───── PROVIDED DATA ─────

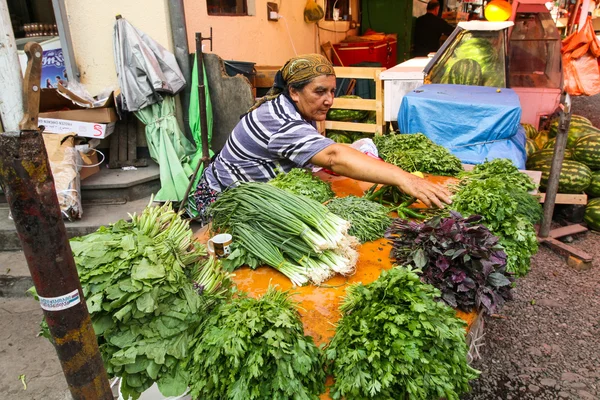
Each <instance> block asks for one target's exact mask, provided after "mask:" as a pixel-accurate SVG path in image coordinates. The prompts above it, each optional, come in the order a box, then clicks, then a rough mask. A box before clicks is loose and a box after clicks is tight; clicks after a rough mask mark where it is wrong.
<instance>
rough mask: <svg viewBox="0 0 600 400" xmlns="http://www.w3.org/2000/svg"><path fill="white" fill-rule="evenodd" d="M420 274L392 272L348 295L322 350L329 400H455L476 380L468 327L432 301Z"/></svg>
mask: <svg viewBox="0 0 600 400" xmlns="http://www.w3.org/2000/svg"><path fill="white" fill-rule="evenodd" d="M417 272H418V271H417V270H413V269H411V268H410V267H396V268H393V269H391V270H389V271H384V272H383V273H382V274H381V276H380V277H379V279H377V280H376V281H375V282H373V283H371V284H369V285H361V284H358V285H354V286H351V287H349V288H348V290H347V295H346V298H345V300H344V303H343V304H342V306H341V307H340V310H341V311H342V319H341V320H340V321H339V323H338V326H337V328H336V332H335V336H334V338H333V340H332V341H331V342H330V343H329V345H328V347H327V348H326V350H325V358H326V360H327V362H328V365H327V369H328V372H330V373H331V374H332V375H333V376H334V378H335V383H334V385H333V387H332V388H331V389H330V393H331V396H332V398H333V399H342V398H343V399H347V400H353V399H367V398H368V399H382V400H383V399H385V400H388V399H408V398H410V399H438V398H446V399H448V400H454V399H456V400H457V399H458V398H459V395H460V394H462V393H465V392H467V391H468V390H469V381H470V380H472V379H475V378H476V377H477V375H478V372H477V371H476V370H474V369H472V368H471V367H469V365H468V364H467V360H466V355H467V345H466V343H465V330H464V325H465V323H464V322H463V321H461V320H460V319H458V318H457V317H456V315H455V312H454V310H452V309H451V308H450V307H448V306H447V305H446V304H444V303H443V302H439V301H436V300H437V298H438V297H439V296H440V292H439V291H438V290H437V289H435V288H434V287H433V286H430V285H426V284H424V283H421V281H420V278H419V275H417Z"/></svg>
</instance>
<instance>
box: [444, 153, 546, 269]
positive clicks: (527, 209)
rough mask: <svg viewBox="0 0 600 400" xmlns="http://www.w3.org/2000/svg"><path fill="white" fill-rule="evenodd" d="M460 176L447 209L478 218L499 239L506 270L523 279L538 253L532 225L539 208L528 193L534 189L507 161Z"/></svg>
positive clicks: (535, 239) (478, 168)
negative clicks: (475, 215) (523, 276)
mask: <svg viewBox="0 0 600 400" xmlns="http://www.w3.org/2000/svg"><path fill="white" fill-rule="evenodd" d="M462 176H463V177H462V179H461V181H460V183H459V184H458V185H457V187H456V190H457V192H456V194H455V195H454V197H453V199H452V204H451V205H450V208H451V209H452V210H455V211H458V212H459V213H461V214H462V215H466V216H470V215H481V216H482V217H483V219H482V223H483V224H485V225H486V226H487V227H488V228H489V229H490V231H492V233H493V234H494V235H496V236H498V237H499V238H500V244H501V245H502V247H503V248H504V251H505V252H506V255H507V262H506V270H507V271H508V272H511V273H513V274H515V275H516V276H517V277H519V276H524V275H525V274H527V272H528V271H529V268H530V259H531V257H532V256H533V255H534V254H535V253H536V252H537V249H538V242H537V237H536V231H535V227H534V224H535V223H537V222H538V221H539V220H540V218H541V215H542V207H541V206H540V204H539V201H538V198H537V197H536V196H534V195H531V194H529V193H528V191H529V190H531V189H532V188H535V185H534V184H533V183H532V181H531V179H530V178H529V177H528V176H527V175H525V174H523V173H521V172H519V171H518V169H517V168H516V167H514V166H513V165H512V164H511V163H510V161H507V160H494V161H491V162H486V163H484V164H481V165H479V166H477V167H476V168H475V169H474V170H473V171H472V173H465V174H463V175H462Z"/></svg>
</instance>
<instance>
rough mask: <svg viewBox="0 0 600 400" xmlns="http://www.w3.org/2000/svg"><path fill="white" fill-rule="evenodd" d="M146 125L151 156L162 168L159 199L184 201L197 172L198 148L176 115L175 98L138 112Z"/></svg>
mask: <svg viewBox="0 0 600 400" xmlns="http://www.w3.org/2000/svg"><path fill="white" fill-rule="evenodd" d="M135 116H136V117H137V118H138V119H139V120H140V121H142V122H143V123H144V124H145V125H146V140H147V142H148V149H149V150H150V157H152V159H153V160H154V161H156V162H157V163H158V165H159V168H160V184H161V188H160V190H159V191H158V193H157V194H156V196H155V197H154V200H155V201H181V200H183V196H184V195H185V190H186V188H187V186H188V184H189V181H190V178H189V177H190V175H192V173H193V172H194V167H195V164H194V159H195V158H197V157H195V154H196V149H195V148H194V145H193V144H192V143H191V142H190V141H189V140H188V139H187V138H186V137H185V136H184V135H183V132H181V129H180V128H179V125H178V124H177V119H176V118H175V99H174V98H173V97H172V96H164V98H163V101H161V102H159V103H155V104H152V105H150V106H147V107H145V108H143V109H141V110H139V111H136V112H135Z"/></svg>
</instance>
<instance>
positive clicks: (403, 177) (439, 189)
mask: <svg viewBox="0 0 600 400" xmlns="http://www.w3.org/2000/svg"><path fill="white" fill-rule="evenodd" d="M397 186H398V187H399V188H400V190H402V191H403V192H404V193H406V194H408V195H410V196H413V197H416V198H417V199H419V200H421V201H422V202H423V203H425V205H426V206H427V207H431V206H432V205H436V206H437V207H438V208H444V203H445V204H450V203H452V200H450V192H449V191H448V189H447V188H445V187H444V186H442V185H440V184H438V183H431V182H429V181H427V180H425V179H423V178H419V177H418V176H416V175H413V174H409V173H406V174H405V175H404V176H403V177H402V182H401V183H400V184H398V185H397Z"/></svg>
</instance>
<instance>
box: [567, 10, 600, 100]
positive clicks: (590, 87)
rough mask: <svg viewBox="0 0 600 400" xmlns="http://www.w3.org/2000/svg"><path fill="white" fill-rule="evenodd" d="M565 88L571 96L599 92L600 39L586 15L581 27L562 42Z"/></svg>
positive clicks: (599, 89) (599, 76) (599, 87)
mask: <svg viewBox="0 0 600 400" xmlns="http://www.w3.org/2000/svg"><path fill="white" fill-rule="evenodd" d="M561 52H562V60H563V68H564V76H565V90H566V91H567V93H569V94H570V95H571V96H581V95H585V96H593V95H595V94H598V93H600V41H599V40H598V38H597V37H596V34H595V33H594V27H593V26H592V19H591V18H590V17H588V19H587V20H586V22H585V25H584V26H583V28H582V29H581V30H580V31H579V32H576V33H573V34H572V35H569V36H568V37H567V38H565V40H563V42H562V49H561Z"/></svg>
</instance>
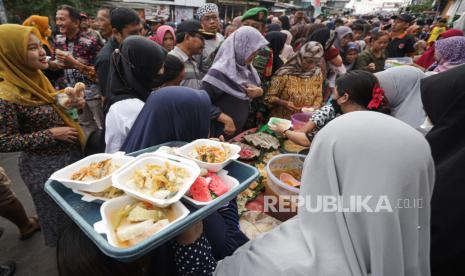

─────

• **WHAT YOU ARE ASKED TO DO**: Leaving the pictures out, print every line of the listing exactly.

• **EXERCISE RESULT**:
Each <instance> block asks for one target's exact mask, provided after "mask:" as a pixel-accurate SVG path in image coordinates. The prompts above it, each optional, come in the order a box, then clicks, then a rough mask. A box before clicks is loose and a box after clicks is tight; clicks after a rough mask mark where it is wrong.
<instance>
rough mask: <svg viewBox="0 0 600 400" xmlns="http://www.w3.org/2000/svg"><path fill="white" fill-rule="evenodd" d="M420 274L392 272L348 295L322 350L329 400H455L476 380L468 327L432 301Z"/></svg>
mask: <svg viewBox="0 0 600 400" xmlns="http://www.w3.org/2000/svg"><path fill="white" fill-rule="evenodd" d="M417 272H418V271H417V270H413V269H411V268H410V267H396V268H393V269H391V270H389V271H384V272H383V273H382V274H381V276H380V277H379V279H377V280H376V281H375V282H373V283H371V284H369V285H361V284H358V285H354V286H351V287H349V288H348V290H347V295H346V298H345V300H344V303H343V304H342V306H341V307H340V310H341V311H342V319H341V320H340V321H339V323H338V326H337V328H336V332H335V336H334V338H333V340H332V341H331V342H330V343H329V345H328V347H327V348H326V350H325V358H326V360H327V362H328V365H327V369H328V372H330V373H331V374H332V375H333V376H334V378H335V383H334V385H333V387H332V388H331V389H330V393H331V396H332V398H333V399H342V398H343V399H347V400H353V399H367V398H368V399H382V400H383V399H385V400H388V399H408V398H410V399H438V398H446V399H448V400H454V399H456V400H457V399H458V398H459V395H460V394H462V393H465V392H467V391H468V390H469V381H470V380H472V379H475V378H476V377H477V375H478V372H477V371H476V370H474V369H472V368H471V367H469V365H468V364H467V360H466V355H467V345H466V343H465V330H464V325H465V323H464V322H463V321H461V320H460V319H458V318H457V317H456V315H455V312H454V310H452V309H451V308H450V307H448V306H447V305H446V304H444V303H443V302H439V301H436V300H437V298H438V297H439V296H440V292H439V291H438V290H437V289H435V288H434V287H433V286H430V285H426V284H424V283H421V281H420V278H419V275H417Z"/></svg>
</instance>
<instance>
box: [444, 153, 546, 269]
positive clicks: (527, 209)
rough mask: <svg viewBox="0 0 600 400" xmlns="http://www.w3.org/2000/svg"><path fill="white" fill-rule="evenodd" d="M460 176L447 209L478 218L499 239L506 270L523 279L538 253L532 225L539 208L528 193L534 189L507 161Z"/></svg>
positive clicks: (535, 239) (478, 168)
negative clicks: (475, 215) (523, 276)
mask: <svg viewBox="0 0 600 400" xmlns="http://www.w3.org/2000/svg"><path fill="white" fill-rule="evenodd" d="M462 176H463V177H462V179H461V181H460V183H459V184H458V185H457V187H456V190H457V192H456V194H455V195H454V197H453V199H452V204H451V205H450V208H451V209H452V210H455V211H458V212H459V213H461V214H462V215H466V216H470V215H481V216H482V217H483V219H482V223H483V224H485V225H486V226H487V227H488V228H489V229H490V231H492V233H493V234H494V235H496V236H498V237H499V238H500V244H501V245H502V247H503V248H504V251H505V252H506V255H507V262H506V270H507V271H508V272H511V273H513V274H515V275H516V276H517V277H519V276H524V275H525V274H527V272H528V271H529V268H530V259H531V257H532V256H533V255H534V254H535V253H536V252H537V249H538V242H537V237H536V231H535V227H534V224H535V223H537V222H538V221H539V220H540V218H541V215H542V207H541V206H540V204H539V201H538V198H537V197H536V196H534V195H531V194H529V193H528V191H529V190H531V189H532V188H535V185H534V184H533V183H532V181H531V179H530V178H529V177H528V176H527V175H525V174H523V173H521V172H519V171H518V169H517V168H516V167H514V166H513V165H512V164H511V163H510V161H507V160H494V161H491V162H486V163H484V164H481V165H479V166H477V167H476V168H475V169H474V170H473V171H472V173H465V174H463V175H462Z"/></svg>
</instance>
<instance>
rough mask: <svg viewBox="0 0 600 400" xmlns="http://www.w3.org/2000/svg"><path fill="white" fill-rule="evenodd" d="M146 125L151 156L162 168L159 199L184 201L197 172L198 148L176 115L175 98L138 112Z"/></svg>
mask: <svg viewBox="0 0 600 400" xmlns="http://www.w3.org/2000/svg"><path fill="white" fill-rule="evenodd" d="M135 116H136V117H137V118H138V119H139V120H140V121H142V122H143V123H144V124H145V125H146V140H147V142H148V149H149V150H150V157H152V159H153V160H154V161H156V162H157V163H158V165H159V168H160V184H161V188H160V190H159V191H158V193H157V194H156V196H155V197H154V200H155V201H181V200H183V196H184V195H185V190H186V188H187V186H188V184H189V181H190V178H189V177H190V175H192V173H193V172H194V167H195V164H194V159H195V158H197V157H195V154H196V149H195V148H194V145H193V144H192V143H191V142H190V141H189V140H188V139H187V138H186V137H185V136H184V135H183V132H181V129H180V128H179V125H178V124H177V119H176V118H175V99H174V98H173V97H172V96H164V98H163V101H161V102H159V103H155V104H152V105H150V106H147V107H145V108H143V109H141V110H139V111H136V112H135Z"/></svg>
</instance>
<instance>
positive clicks: (403, 177) (439, 189)
mask: <svg viewBox="0 0 600 400" xmlns="http://www.w3.org/2000/svg"><path fill="white" fill-rule="evenodd" d="M397 186H398V187H399V188H400V190H402V191H403V192H404V193H406V194H408V195H410V196H413V197H416V198H417V199H419V200H421V201H422V202H423V203H425V205H426V206H427V207H431V206H432V205H436V206H437V207H438V208H444V203H445V204H450V203H452V200H450V192H449V191H448V189H447V188H445V187H444V186H442V185H440V184H438V183H431V182H429V181H427V180H425V179H423V178H419V177H418V176H416V175H413V174H409V173H406V174H405V175H404V176H403V177H402V182H401V183H400V184H398V185H397Z"/></svg>
</instance>
<instance>
box: [567, 10, 600, 100]
positive clicks: (590, 87)
rough mask: <svg viewBox="0 0 600 400" xmlns="http://www.w3.org/2000/svg"><path fill="white" fill-rule="evenodd" d="M565 88L571 96L599 92L600 39L586 15L581 27L562 42Z"/></svg>
positive clicks: (599, 89) (599, 76) (599, 87)
mask: <svg viewBox="0 0 600 400" xmlns="http://www.w3.org/2000/svg"><path fill="white" fill-rule="evenodd" d="M561 52H562V60H563V68H564V76H565V90H566V91H567V93H569V94H570V95H571V96H581V95H585V96H593V95H595V94H598V93H600V41H599V40H598V38H597V37H596V34H595V33H594V27H593V26H592V19H591V18H590V17H588V19H587V20H586V22H585V25H584V26H583V28H582V29H581V30H580V31H579V32H576V33H573V34H572V35H569V36H568V37H567V38H565V40H563V42H562V49H561Z"/></svg>
</instance>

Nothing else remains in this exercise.